### Instructions for the task
Rewrite the data below with every occurrence of "target" renamed to "item", keeping everything else the same.

# start of Items

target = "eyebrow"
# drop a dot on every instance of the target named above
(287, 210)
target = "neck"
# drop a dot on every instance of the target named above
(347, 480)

# end of Items

### Result below
item = "eyebrow"
# drop a dot on every instance of the item named above
(287, 210)
item = "neck"
# drop a dot on every instance of the item named above
(347, 480)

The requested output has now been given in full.